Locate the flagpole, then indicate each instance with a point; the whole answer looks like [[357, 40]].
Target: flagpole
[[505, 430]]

:::::

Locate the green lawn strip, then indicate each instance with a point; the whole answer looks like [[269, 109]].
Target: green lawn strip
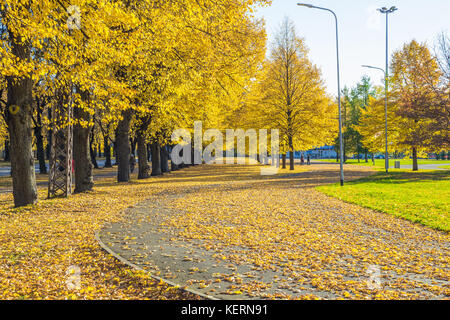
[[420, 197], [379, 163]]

:::::

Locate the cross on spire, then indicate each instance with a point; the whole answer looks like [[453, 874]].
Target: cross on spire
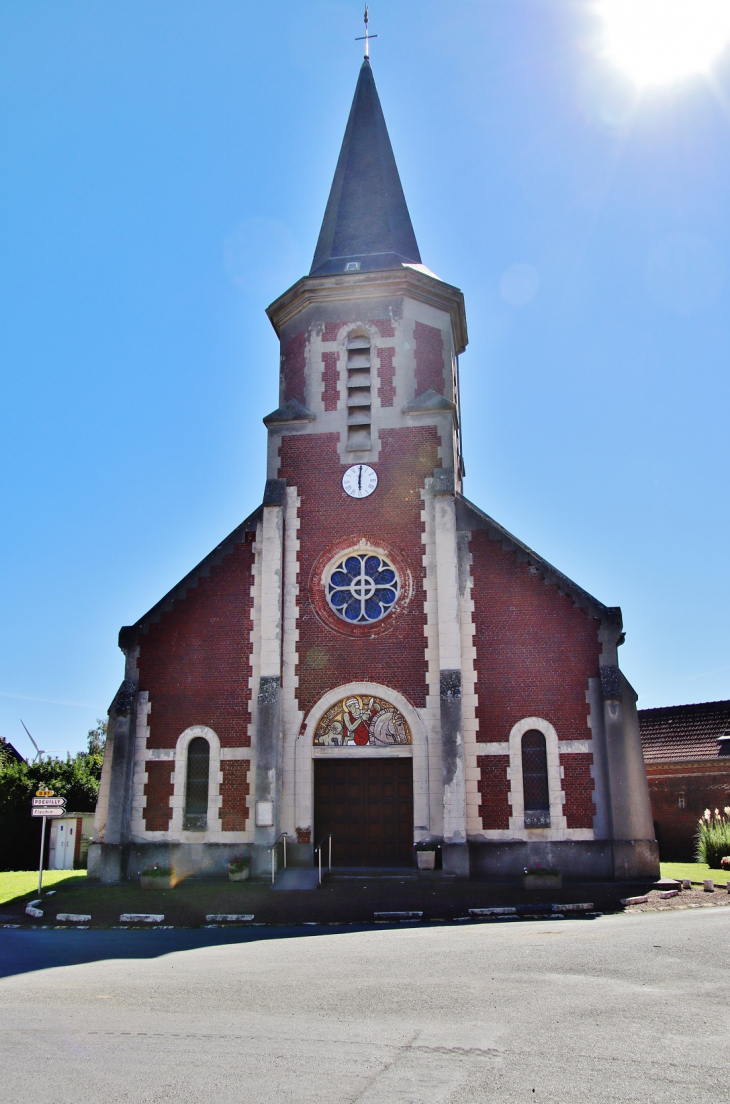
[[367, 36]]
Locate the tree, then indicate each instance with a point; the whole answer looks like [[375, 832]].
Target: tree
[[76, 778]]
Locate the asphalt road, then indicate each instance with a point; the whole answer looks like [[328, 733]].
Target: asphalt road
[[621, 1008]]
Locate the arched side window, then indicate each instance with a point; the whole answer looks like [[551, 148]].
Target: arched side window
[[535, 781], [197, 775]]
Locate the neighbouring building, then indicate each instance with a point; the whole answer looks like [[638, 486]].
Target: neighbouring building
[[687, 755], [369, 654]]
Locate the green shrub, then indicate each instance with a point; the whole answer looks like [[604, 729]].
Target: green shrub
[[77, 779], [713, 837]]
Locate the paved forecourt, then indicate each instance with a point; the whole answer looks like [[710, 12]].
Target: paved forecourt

:::::

PROBLEM TO WORK ON
What is asked for is an exact copy of the lines above from the one containing "Target: arched side window" through the one containing "Locate the green shrub, then", and only those.

TASK ANSWER
Target: arched side window
[[535, 781], [197, 775]]
Locate the neighbouring building, then indicate each instance with a point; the whole answer looks like [[638, 486]].
Target: neighbouring building
[[687, 755], [369, 654]]
Locate the green shrub, then indicate each instance with a point; the whole answer looks like [[604, 729]].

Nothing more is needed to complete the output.